→ Required task
Copy out the lines from the one containing "target: white van" up to and including the one containing "249 184 L 249", and nothing else, keeping every line in full but adding 122 to each vertex coordinate in the answer outline. Leave all numbers in the request and its sample outlines unchanged.

→ Given data
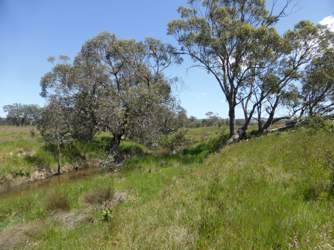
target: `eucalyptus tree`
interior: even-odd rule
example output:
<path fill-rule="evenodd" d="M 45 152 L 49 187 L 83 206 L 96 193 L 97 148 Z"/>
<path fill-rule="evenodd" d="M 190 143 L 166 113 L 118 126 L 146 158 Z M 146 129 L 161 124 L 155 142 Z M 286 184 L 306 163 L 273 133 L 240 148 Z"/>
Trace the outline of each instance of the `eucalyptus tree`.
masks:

--

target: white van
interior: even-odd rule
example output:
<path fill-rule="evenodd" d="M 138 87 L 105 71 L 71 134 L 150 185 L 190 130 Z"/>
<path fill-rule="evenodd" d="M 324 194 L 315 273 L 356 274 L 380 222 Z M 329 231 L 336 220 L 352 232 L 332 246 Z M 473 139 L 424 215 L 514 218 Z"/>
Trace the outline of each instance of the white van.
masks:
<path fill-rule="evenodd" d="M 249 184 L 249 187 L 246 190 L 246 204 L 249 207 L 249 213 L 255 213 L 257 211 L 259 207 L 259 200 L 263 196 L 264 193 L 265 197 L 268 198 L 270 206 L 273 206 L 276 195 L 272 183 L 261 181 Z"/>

--

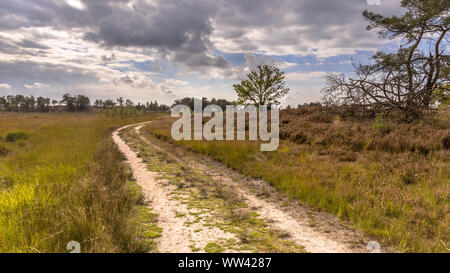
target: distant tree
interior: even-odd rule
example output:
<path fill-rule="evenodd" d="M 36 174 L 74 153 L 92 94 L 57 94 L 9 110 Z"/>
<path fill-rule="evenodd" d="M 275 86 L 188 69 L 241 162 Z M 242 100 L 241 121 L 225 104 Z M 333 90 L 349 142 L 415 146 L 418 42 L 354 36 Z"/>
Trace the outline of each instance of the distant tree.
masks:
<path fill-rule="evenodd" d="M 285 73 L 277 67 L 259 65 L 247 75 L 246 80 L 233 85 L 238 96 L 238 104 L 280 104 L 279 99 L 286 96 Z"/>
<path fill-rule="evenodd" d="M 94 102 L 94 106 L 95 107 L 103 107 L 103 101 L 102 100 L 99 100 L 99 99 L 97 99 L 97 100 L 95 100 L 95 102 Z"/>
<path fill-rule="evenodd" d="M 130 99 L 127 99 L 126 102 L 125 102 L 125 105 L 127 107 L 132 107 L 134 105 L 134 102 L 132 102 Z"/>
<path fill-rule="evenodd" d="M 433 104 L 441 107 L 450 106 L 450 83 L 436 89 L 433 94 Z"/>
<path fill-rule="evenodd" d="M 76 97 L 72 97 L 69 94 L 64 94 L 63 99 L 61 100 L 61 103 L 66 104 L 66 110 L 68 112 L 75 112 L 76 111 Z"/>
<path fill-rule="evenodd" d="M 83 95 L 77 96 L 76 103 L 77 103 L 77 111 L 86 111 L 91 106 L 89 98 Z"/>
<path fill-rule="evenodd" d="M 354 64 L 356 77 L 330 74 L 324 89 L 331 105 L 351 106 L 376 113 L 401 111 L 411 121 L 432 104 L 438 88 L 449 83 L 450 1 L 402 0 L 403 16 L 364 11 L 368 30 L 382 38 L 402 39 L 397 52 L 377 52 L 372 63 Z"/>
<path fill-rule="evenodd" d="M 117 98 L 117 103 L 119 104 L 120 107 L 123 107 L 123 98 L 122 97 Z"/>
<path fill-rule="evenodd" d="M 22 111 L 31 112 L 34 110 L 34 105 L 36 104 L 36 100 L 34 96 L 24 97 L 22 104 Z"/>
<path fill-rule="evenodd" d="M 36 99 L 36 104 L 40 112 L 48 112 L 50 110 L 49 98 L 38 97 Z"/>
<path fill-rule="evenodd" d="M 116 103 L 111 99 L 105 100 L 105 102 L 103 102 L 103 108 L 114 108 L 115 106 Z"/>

→ Full output
target: white van
interior: even-odd rule
example output:
<path fill-rule="evenodd" d="M 138 87 L 105 71 L 71 134 L 150 185 L 190 130 Z"/>
<path fill-rule="evenodd" d="M 324 194 L 315 273 L 356 274 L 380 222 Z M 329 231 L 336 220 L 352 232 L 332 246 Z M 473 139 L 424 215 L 514 218 Z"/>
Trace the outline of each instance of the white van.
masks:
<path fill-rule="evenodd" d="M 371 306 L 371 309 L 368 312 L 368 326 L 371 329 L 371 335 L 377 335 L 379 333 L 381 329 L 381 322 L 385 318 L 386 315 L 387 319 L 390 320 L 392 328 L 395 328 L 398 317 L 394 305 L 383 303 Z"/>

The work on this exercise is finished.